# [Extrait du document]
______

Journée Internationale de la Fille 2025 : Collaboration avec l’AWDF

« La fille que je suis, le changement que je mène : Lettre d’une fille en première ligne ».

Gertrude Alcèda Tchewele, 16 ans, militante Ado Reporter, Ado Reporters Africa

La fille que je suis :

Je suis née dans une communauté où être fille est parfois perçu comme une faiblesse. Pourtant, je choisis chaque jour d’en faire ma plus grande force. Je porte mon uniforme scolaire avec fierté, même si certaines de mes camarades ont dû abandonner les bancs de l’école, contraintes par un mariage précoce ou par la pauvreté.

Être fille, pour moi, c’est apprendre à lutter deux fois plus, mais c’est aussi transformer cette lutte en courage. Je suis celle qui ose lever la main en classe quand d’autres hésitent, celle qui prend le micro et la plume pour dire : « Assez, ça suffit ! ». Je suis convaincue que nos communautés peuvent et doivent changer, et je crois que ce changement commence par nous, les filles.

Les crises que nous affrontons :

Autour de moi, les crises sont multiples et continues. Les crises climatiques emportent nos maisons ou assèchent nos terres, tandis que les crises sociales enferment encore trop de filles dans les violences sexuelles et sexistes, les mariages forcés et le décrochage scolaire. En même temps, les crises économiques obligent des jeunes filles à troquer leurs cahiers contre un plateau de marchandises pour survivre.

Par ailleurs, les crises sécuritaires transforment nos routes en zones de peur et les crises invisibles comme la santé mentale, l’isolement ou le manque d’espaces sûrs réduisent trop souvent des vies entières au silence. De plus, la crise numérique accentue l’exclusion : sans connexion, sans outils digitaux, des millions de filles restent à l’écart de l’éducation, de l’information et des opportunités.

Ces réalités sont dures, mais je refuse de croire que nous ne sommes que des victimes. Nous sommes aussi les premières à inventer des réponses.

______

# [Consignes à suivre]
a) Relevez tous les types de crises que cite la lettre.
b) Répondez à ces questions d'après la lettre :
(i) Quel âge a Gertrude Alcèda Tchewele ?
(ii) Qu'est-ce qui a contraint certaines de ses camarades à abandonner l'école ?
(iii) Contre quoi les crises économiques obligent-elles des jeunes filles à troquer leurs cahiers ?
c) Reprenez la lettre à partir de sa dernière phrase et poursuivez-la.
Les items ne sont pas nécessaires pour répondre.

______

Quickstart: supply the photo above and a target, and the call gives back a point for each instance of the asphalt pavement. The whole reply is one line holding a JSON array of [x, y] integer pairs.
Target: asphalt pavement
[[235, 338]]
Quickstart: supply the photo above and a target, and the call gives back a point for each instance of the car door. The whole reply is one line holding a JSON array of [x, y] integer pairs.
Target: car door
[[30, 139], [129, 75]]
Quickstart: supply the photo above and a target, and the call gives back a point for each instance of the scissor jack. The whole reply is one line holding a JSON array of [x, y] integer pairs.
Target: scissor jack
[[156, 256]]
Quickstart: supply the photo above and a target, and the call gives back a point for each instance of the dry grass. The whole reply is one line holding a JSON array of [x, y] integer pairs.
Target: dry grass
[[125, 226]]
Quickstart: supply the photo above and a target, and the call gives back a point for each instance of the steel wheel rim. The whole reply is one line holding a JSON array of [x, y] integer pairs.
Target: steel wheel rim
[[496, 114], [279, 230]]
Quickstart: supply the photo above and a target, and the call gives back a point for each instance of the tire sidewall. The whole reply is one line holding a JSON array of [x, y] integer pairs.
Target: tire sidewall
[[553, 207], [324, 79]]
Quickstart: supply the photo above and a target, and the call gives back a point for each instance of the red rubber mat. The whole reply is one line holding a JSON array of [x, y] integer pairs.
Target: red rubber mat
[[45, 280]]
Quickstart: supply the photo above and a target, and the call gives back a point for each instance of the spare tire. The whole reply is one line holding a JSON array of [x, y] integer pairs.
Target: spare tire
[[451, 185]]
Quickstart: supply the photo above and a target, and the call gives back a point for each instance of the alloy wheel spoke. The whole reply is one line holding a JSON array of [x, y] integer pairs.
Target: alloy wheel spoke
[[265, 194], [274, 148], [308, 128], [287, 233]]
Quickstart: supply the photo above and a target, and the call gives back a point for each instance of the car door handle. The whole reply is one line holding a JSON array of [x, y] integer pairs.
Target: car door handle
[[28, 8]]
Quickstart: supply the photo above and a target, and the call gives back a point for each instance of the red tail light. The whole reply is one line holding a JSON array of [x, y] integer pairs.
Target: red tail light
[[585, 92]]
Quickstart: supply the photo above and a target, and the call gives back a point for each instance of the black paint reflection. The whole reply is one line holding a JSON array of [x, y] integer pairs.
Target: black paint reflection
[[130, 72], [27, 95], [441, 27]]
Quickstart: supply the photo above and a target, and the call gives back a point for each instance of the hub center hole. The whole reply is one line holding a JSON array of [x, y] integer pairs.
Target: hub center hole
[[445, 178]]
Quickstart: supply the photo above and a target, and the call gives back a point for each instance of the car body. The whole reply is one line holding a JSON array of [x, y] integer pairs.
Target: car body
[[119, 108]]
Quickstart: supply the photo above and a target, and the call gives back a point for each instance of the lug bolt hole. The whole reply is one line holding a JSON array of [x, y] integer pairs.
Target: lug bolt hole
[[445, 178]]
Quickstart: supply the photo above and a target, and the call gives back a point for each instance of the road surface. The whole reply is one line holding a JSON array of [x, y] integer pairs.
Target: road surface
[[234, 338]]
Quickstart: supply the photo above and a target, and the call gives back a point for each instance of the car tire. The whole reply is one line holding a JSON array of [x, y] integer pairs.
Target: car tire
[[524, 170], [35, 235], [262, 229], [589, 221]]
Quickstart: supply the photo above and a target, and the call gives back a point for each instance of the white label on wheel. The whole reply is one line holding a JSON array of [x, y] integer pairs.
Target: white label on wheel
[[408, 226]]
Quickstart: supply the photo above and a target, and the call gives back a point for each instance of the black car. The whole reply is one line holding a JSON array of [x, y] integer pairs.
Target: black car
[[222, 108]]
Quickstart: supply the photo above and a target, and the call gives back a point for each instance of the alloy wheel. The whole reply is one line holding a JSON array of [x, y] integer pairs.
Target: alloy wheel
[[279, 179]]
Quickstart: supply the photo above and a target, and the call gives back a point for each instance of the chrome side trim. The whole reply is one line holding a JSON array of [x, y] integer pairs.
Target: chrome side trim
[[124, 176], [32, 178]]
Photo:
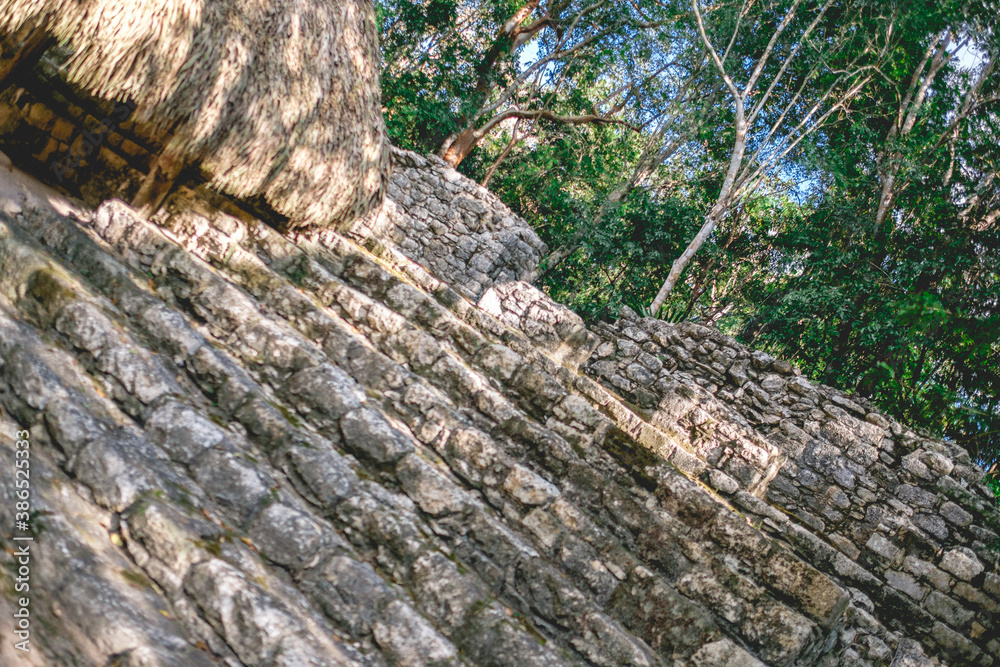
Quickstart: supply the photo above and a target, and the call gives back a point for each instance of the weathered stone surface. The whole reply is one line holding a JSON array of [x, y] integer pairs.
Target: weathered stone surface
[[319, 455]]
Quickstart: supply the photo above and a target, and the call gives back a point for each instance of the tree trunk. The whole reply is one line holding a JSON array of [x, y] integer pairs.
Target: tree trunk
[[459, 148], [677, 268]]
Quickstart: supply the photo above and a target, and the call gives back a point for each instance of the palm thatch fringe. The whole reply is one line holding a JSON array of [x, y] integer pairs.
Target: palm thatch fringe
[[278, 98]]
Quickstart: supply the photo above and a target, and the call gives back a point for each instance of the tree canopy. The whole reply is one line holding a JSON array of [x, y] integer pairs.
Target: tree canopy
[[816, 177]]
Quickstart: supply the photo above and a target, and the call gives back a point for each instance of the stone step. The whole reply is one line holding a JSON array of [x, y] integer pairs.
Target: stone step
[[360, 310]]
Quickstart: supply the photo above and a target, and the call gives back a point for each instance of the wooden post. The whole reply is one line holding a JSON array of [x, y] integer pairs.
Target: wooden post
[[163, 171]]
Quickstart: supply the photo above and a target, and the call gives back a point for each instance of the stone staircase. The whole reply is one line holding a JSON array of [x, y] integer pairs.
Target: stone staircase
[[261, 450]]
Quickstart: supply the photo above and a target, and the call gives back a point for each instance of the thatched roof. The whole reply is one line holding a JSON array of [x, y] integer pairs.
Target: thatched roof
[[273, 97]]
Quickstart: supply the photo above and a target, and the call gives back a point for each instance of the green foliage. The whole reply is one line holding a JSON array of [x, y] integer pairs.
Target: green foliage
[[906, 313]]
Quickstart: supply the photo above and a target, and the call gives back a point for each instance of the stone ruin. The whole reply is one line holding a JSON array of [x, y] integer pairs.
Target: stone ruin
[[385, 449]]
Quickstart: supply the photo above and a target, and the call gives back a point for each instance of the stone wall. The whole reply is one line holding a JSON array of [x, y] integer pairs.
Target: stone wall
[[901, 519], [458, 230], [385, 449]]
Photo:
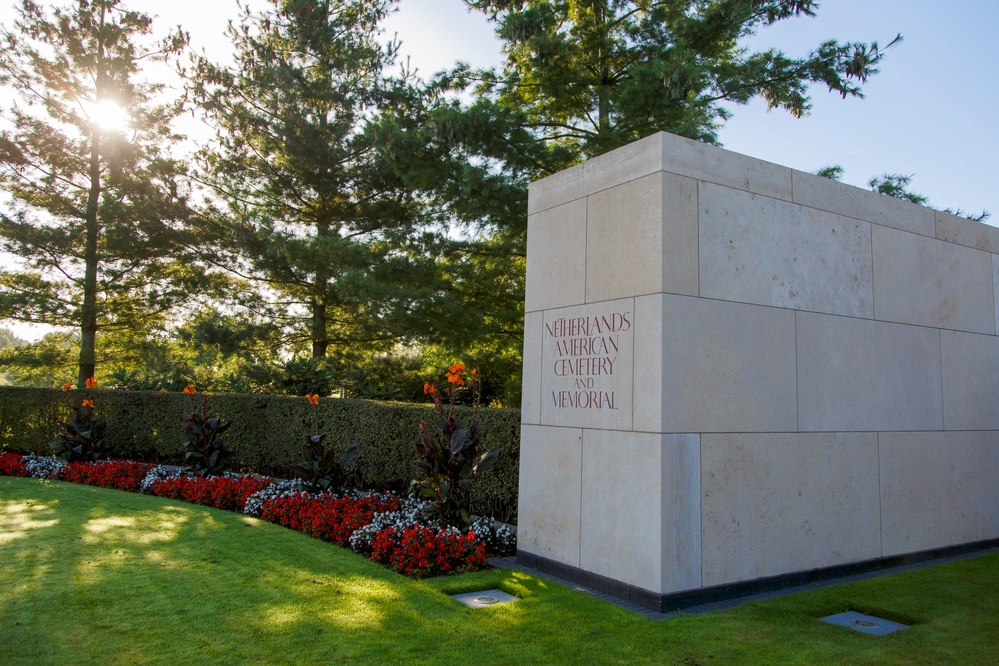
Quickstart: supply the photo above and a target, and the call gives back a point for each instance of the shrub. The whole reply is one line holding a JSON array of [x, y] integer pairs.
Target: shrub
[[12, 465], [145, 427]]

______

# [Résultats de l'exercice]
a) Les crises climatiques, les crises sociales, les crises économiques, les crises sécuritaires, les crises invisibles et la crise numérique.

b)
(i) Elle a 16 ans.
(ii) Un mariage précoce ou la pauvreté.
(iii) Contre un plateau de marchandises.

c)
Le leadership des filles en temps de crise :

Face à ces crises, le leadership des filles est une réalité vivante et inspirante. Quand une inondation emporte les récoltes, ce sont souvent des filles qui organisent des collectes de vivres et la solidarité à l’école. Quand une camarade subit des violences, ce sont des filles qui montent des réseaux solidaires pour écouter, orienter et protéger.

Moi-même, je choisis d’agir. À travers mon projet “Voices of the Unheard”, je parcours des villages pour recueillir les témoignages de jeunes filles rurales victimes de violences basées sur le genre. J’écris leurs histoires, je les rends visibles, pour qu’elles cessent d’être ignorées.

En outre, le 28 juin 2025, j’ai animé une séance-débat sur la dignité menstruelle. Ce moment fort nous a permis de briser les tabous, de libérer la parole et de proposer des solutions concrètes pour que les menstruations ne soient plus une honte ni un frein à l’éducation des filles.

De surcroît, depuis 2024, dans mon rôle de Mairesse Enfant de la Commune d’Allada dans le sud du Bénin, je représente les enfants, et particulièrement les filles, dans les espaces de décisions locales. J’y mène des plaidoyers, j’interpelle les responsables, je mobilise mes pairs et des communautés. Ces expériences me montrent que, même jeunes, nous avons le pouvoir d’influencer des choix qui touchent directement nos vies.

Ainsi, le leadership des filles n’est pas une promesse lointaine : il existe déjà aujourd’hui, dans nos écoles, nos villages, nos familles et nos communautés.

Ce que je demande au monde :

Je n’écris pas seulement pour témoigner, j’écris pour demander.

Écoutez-nous vraiment, car nos voix ne sont pas des décorations mais des boussoles. Faites-nous confiance, car nos initiatives sont efficaces et nos engagements réels. Protégez-nous, car parler est un acte courageux qui nous expose.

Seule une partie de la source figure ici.